__Page text__

Metamath Proof Explorer

Theorem prv0

Description: Every wff encoded as U is true in an "empty model" ( M = (/) ). Since |= is defined in terms of the interpretations making the given formula true, it is not defined on the "empty model", since there are no interpretations. In particular, the empty set on the LHS of |= should not be interpreted as the empty model, because E. x x = x is not satisfied on the empty model. (Contributed by AV, 19-Nov-2023)

Ref Expression
Assertion prv0 
|- ( U e. ( Fmla ` _om ) -> (/) |= U )

Proof

Step Hyp Ref Expression
1 sate0 
 |-  ( U e. ( Fmla ` _om ) -> ( (/) SatE U ) = ( ( ( (/) Sat (/) ) ` _om ) ` U ) )
2 peano1 
 |-  (/) e. _om
3 2 n0ii 
 |-  -. _om = (/)
4 3 intnan 
 |-  -. ( x = (/) /\ _om = (/) )
5 4 a1i 
 |-  ( U e. ( Fmla ` _om ) -> -. ( x = (/) /\ _om = (/) ) )
6 f00 
 |-  ( x : _om --> (/) <-> ( x = (/) /\ _om = (/) ) )
7 5 6 sylnibr 
 |-  ( U e. ( Fmla ` _om ) -> -. x : _om --> (/) )
8 0ex 
 |-  (/) e. _V
9 8 8 pm3.2i 
 |-  ( (/) e. _V /\ (/) e. _V )
10 satfvel 
 |-  ( ( ( (/) e. _V /\ (/) e. _V ) /\ U e. ( Fmla ` _om ) /\ x e. ( ( ( (/) Sat (/) ) ` _om ) ` U ) ) -> x : _om --> (/) )
11 9 10 mp3an1 
 |-  ( ( U e. ( Fmla ` _om ) /\ x e. ( ( ( (/) Sat (/) ) ` _om ) ` U ) ) -> x : _om --> (/) )
12 7 11 mtand 
 |-  ( U e. ( Fmla ` _om ) -> -. x e. ( ( ( (/) Sat (/) ) ` _om ) ` U ) )

__Information supplied__

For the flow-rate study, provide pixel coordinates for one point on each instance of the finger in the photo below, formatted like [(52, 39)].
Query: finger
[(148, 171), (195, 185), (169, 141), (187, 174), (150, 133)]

__What you will do__
A: Answer these questions about the Metamath page on theorem prv0:
(i) Who contributed the theorem, and on what date?
(ii) Which reference does step 2 of the proof cite?
(iii) According to the description, which formula is not satisfied on the empty model?
B: Extract the part of the Metamath page on theorem prv0 from "Metamath Proof Explorer" to "by AV, 19-Nov-2023)".
C: Continue the Metamath proof of theorem prv0 from the last step shown.
The data has no connection to the Metamath page.

__Per-task outputs__
A:
(i) AV, on 19-Nov-2023.
(ii) peano1.
(iii) E. x x = x.

B:
Metamath Proof Explorer

Theorem prv0

Description: Every wff encoded as U is true in an "empty model" ( M = (/) ). Since |= is defined in terms of the interpretations making the given formula true, it is not defined on the "empty model", since there are no interpretations. In particular, the empty set on the LHS of |= should not be interpreted as the empty model, because E. x x = x is not satisfied on the empty model. (Contributed by AV, 19-Nov-2023)

C:
13 12 alrimiv 
 |-  ( U e. ( Fmla ` _om ) -> A. x -. x e. ( ( ( (/) Sat (/) ) ` _om ) ` U ) )
14 eq0 
 |-  ( ( ( ( (/) Sat (/) ) ` _om ) ` U ) = (/) <-> A. x -. x e. ( ( ( (/) Sat (/) ) ` _om ) ` U ) )
15 13 14 sylibr 
 |-  ( U e. ( Fmla ` _om ) -> ( ( ( (/) Sat (/) ) ` _om ) ` U ) = (/) )
16 1 15 eqtrd 
 |-  ( U e. ( Fmla ` _om ) -> ( (/) SatE U ) = (/) )
17 prv 
 |-  ( ( (/) e. _V /\ U e. ( Fmla ` _om ) ) -> ( (/) |= U <-> ( (/) SatE U ) = ( (/) ^m _om ) ) )
18 8 17 mpan 
 |-  ( U e. ( Fmla ` _om ) -> ( (/) |= U <-> ( (/) SatE U ) = ( (/) ^m _om ) ) )
19 2 ne0ii 
 |-  _om =/= (/)
20 map0b 
 |-  ( _om =/= (/) -> ( (/) ^m _om ) = (/) )
21 19 20 mp1i 
 |-  ( U e. ( Fmla ` _om ) -> ( (/) ^m _om ) = (/) )
22 21 eqeq2d 
 |-  ( U e. ( Fmla ` _om ) -> ( ( (/) SatE U ) = ( (/) ^m _om ) <-> ( (/) SatE U ) = (/) ) )
23 18 22 bitrd 
 |-  ( U e. ( Fmla ` _om ) -> ( (/) |= U <-> ( (/) SatE U ) = (/) ) )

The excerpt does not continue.